Exercise prompt:
Put into a numbered list only the lines of the material starting at the line that contains "point_to SHOULD mark one point per instance of the window" and ending at the line that contains "point_to SHOULD mark one point per instance of the daffodil stem", both included. Leave out blank lines.

— START Records provided —

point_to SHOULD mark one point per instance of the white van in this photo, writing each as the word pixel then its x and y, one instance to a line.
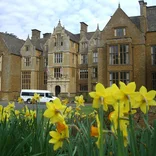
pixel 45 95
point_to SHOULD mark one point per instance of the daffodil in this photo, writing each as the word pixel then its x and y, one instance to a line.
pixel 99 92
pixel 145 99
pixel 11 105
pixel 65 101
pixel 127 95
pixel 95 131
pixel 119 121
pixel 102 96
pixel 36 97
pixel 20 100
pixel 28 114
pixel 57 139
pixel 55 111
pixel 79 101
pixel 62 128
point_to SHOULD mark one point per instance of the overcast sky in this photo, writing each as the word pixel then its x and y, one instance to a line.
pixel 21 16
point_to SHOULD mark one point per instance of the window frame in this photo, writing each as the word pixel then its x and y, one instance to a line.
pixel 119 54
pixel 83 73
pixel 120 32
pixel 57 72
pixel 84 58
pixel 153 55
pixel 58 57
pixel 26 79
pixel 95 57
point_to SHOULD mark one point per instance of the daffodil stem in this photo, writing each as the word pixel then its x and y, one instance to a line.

— END Records provided —
— START Records provided —

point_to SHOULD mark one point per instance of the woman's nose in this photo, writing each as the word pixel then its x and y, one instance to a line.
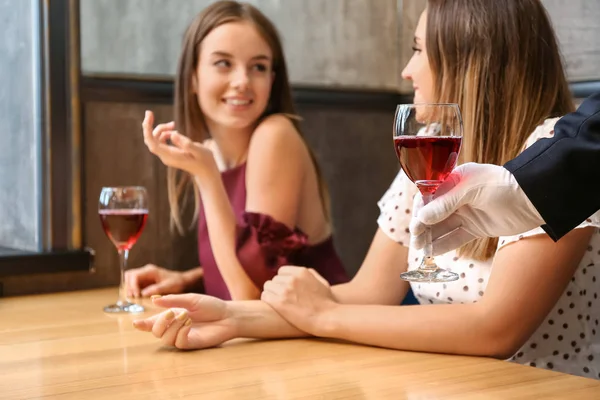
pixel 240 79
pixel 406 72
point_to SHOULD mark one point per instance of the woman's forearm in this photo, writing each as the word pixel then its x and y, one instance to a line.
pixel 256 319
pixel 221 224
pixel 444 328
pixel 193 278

— END Records provided —

Complete response:
1. point_to SHOULD mark one point per instance of the window frame in this photo, writing each as the word pixel then its x and y, one instance to a line.
2. pixel 119 54
3. pixel 83 73
4. pixel 120 32
5. pixel 57 72
6. pixel 84 58
7. pixel 153 55
8. pixel 58 57
9. pixel 26 79
10. pixel 95 57
11. point_to SHOULD mark one point per instance of the daffodil stem in this photo, writing each as the word pixel then its x and y, one instance to a line.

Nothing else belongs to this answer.